#### [Dataset entries]
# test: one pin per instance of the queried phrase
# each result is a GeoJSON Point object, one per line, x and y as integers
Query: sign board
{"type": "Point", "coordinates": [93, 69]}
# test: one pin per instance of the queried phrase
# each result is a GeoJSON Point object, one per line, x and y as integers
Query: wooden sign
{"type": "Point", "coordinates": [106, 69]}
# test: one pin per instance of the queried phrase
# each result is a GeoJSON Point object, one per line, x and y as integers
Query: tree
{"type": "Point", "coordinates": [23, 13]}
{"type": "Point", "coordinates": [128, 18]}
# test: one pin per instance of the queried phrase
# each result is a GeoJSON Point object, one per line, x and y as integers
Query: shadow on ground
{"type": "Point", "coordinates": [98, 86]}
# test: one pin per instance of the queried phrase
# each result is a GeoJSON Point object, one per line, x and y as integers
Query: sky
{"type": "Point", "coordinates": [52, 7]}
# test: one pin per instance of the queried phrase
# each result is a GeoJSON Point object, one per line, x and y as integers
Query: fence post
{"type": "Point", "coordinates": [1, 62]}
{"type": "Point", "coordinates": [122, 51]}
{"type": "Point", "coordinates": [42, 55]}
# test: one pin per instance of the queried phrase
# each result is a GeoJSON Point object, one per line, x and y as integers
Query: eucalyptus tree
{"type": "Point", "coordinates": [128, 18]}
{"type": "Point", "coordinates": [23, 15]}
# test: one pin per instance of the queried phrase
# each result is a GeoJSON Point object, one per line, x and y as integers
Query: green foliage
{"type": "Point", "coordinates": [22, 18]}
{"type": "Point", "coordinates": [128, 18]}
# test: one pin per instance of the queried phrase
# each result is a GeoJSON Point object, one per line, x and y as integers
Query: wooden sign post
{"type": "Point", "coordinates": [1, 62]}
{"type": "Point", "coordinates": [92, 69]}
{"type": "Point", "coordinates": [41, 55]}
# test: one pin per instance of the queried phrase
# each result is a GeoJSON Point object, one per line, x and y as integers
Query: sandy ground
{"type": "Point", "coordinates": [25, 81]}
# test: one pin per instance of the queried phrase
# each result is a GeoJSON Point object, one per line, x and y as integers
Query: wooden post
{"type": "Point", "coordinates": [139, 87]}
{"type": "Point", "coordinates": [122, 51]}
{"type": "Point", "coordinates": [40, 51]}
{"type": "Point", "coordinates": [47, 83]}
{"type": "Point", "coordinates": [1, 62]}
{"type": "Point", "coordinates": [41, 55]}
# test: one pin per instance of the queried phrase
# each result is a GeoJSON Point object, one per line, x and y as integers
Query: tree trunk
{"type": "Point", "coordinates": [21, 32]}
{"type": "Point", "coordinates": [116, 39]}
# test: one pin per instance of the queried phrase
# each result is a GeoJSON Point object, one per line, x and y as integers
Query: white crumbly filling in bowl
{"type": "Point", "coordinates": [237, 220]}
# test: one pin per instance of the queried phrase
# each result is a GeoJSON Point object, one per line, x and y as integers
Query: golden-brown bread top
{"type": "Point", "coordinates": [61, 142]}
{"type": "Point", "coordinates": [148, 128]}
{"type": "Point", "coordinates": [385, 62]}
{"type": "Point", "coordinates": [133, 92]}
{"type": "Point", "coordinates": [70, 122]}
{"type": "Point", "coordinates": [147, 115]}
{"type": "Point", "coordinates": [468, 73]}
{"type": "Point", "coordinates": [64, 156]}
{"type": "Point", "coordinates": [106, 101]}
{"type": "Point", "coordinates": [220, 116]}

#### [Instruction]
Retype the material in full. Each word must match.

#### [Output for this task]
# test: one pin per instance of the queried phrase
# each result is a GeoJSON Point object, one per line, x and y as integers
Query: sign board
{"type": "Point", "coordinates": [93, 69]}
# test: one pin per instance of the queried phrase
# each result is a GeoJSON Point object, one per line, x and y as integers
Query: wooden sign
{"type": "Point", "coordinates": [106, 69]}
# test: one pin per instance of the queried phrase
# each result is a GeoJSON Point object, one per line, x and y as integers
Query: tree
{"type": "Point", "coordinates": [23, 13]}
{"type": "Point", "coordinates": [128, 18]}
# test: one pin per instance of the queried phrase
# each result is a GeoJSON Point object, one per line, x and y as integers
Query: shadow on ground
{"type": "Point", "coordinates": [98, 86]}
# test: one pin per instance of the queried phrase
# each result is a GeoJSON Point object, one per line, x and y as integers
Query: sky
{"type": "Point", "coordinates": [52, 7]}
# test: one pin per instance of the queried phrase
# each result is a GeoJSON Point object, one per line, x and y as integers
Query: fence post
{"type": "Point", "coordinates": [1, 62]}
{"type": "Point", "coordinates": [122, 51]}
{"type": "Point", "coordinates": [42, 55]}
# test: one pin per instance of the queried phrase
# each result is a GeoJSON Point object, one per line, x and y as integers
Query: eucalyptus tree
{"type": "Point", "coordinates": [128, 18]}
{"type": "Point", "coordinates": [23, 15]}
# test: one pin per instance of the queried phrase
# each result is a GeoJSON Point object, one per line, x and y as integers
Query: green foliage
{"type": "Point", "coordinates": [22, 18]}
{"type": "Point", "coordinates": [128, 18]}
# test: one pin per instance of the queried phrase
# each result is a GeoJSON Point object, one per line, x and y as integers
Query: wooden sign post
{"type": "Point", "coordinates": [1, 62]}
{"type": "Point", "coordinates": [92, 69]}
{"type": "Point", "coordinates": [41, 55]}
# test: one pin per instance of the queried phrase
# each result is a GeoJSON Point object, one per line, x and y as integers
Query: sandy ground
{"type": "Point", "coordinates": [25, 81]}
# test: one pin per instance of the queried phrase
# each result is a GeoJSON Point object, one per line, x and y as integers
Query: wooden post
{"type": "Point", "coordinates": [139, 87]}
{"type": "Point", "coordinates": [122, 51]}
{"type": "Point", "coordinates": [40, 51]}
{"type": "Point", "coordinates": [47, 83]}
{"type": "Point", "coordinates": [1, 62]}
{"type": "Point", "coordinates": [41, 55]}
# test: one pin per instance of the queried phrase
# each result is a GeoJSON Point object, one per line, x and y as integers
Query: tree trunk
{"type": "Point", "coordinates": [21, 32]}
{"type": "Point", "coordinates": [116, 39]}
# test: one pin per instance of the queried phrase
# each result is a GeoJSON Point object, one per line, x and y as integers
Query: white crumbly filling in bowl
{"type": "Point", "coordinates": [237, 220]}
# test: one pin per instance of the queried phrase
# each result is a GeoJSON Point object, one per line, x and y as integers
Query: golden-brown bread top
{"type": "Point", "coordinates": [61, 142]}
{"type": "Point", "coordinates": [148, 128]}
{"type": "Point", "coordinates": [385, 62]}
{"type": "Point", "coordinates": [133, 92]}
{"type": "Point", "coordinates": [70, 122]}
{"type": "Point", "coordinates": [147, 115]}
{"type": "Point", "coordinates": [468, 73]}
{"type": "Point", "coordinates": [64, 156]}
{"type": "Point", "coordinates": [106, 101]}
{"type": "Point", "coordinates": [220, 116]}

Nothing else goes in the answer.